■ **Available data**
start
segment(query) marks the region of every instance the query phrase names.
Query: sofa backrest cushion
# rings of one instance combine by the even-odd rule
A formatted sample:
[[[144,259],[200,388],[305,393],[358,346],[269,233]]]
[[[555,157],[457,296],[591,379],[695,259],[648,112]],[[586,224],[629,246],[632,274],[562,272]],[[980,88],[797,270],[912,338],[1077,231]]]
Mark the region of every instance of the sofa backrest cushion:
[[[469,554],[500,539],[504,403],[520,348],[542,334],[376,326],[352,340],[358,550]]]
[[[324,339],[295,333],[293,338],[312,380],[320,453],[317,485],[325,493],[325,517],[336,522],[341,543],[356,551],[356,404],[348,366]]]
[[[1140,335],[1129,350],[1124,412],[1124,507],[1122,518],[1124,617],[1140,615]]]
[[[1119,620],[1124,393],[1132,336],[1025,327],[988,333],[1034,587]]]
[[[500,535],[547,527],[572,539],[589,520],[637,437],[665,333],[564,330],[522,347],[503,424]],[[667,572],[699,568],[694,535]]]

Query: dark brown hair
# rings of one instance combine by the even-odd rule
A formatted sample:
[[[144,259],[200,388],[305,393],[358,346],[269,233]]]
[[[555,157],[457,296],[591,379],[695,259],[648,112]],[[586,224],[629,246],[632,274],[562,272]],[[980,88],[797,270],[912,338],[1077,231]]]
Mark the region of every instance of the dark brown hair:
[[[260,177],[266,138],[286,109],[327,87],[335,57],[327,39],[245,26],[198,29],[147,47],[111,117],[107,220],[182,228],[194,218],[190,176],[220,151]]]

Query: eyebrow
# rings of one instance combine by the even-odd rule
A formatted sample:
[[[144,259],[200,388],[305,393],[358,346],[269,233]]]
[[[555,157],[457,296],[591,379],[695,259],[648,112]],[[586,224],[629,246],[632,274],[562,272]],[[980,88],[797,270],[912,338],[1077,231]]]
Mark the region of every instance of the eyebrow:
end
■ **Instructions for the task**
Rewrite the lines from the one containing "Query: eyebrow" to the end of the entries, putting "eyelid" wherever "eyebrow" appears and keeping everything else the same.

■ **Final answer**
Query: eyelid
# rings of one instance combine by the even-odd rule
A formatted sample:
[[[144,259],[200,388],[305,393],[358,346],[269,233]]]
[[[555,157],[457,296],[591,379],[695,259],[648,112]],[[586,224],[629,246],[632,274],[562,272]],[[980,88],[797,270],[912,338],[1077,231]]]
Mark the region of every instance of the eyelid:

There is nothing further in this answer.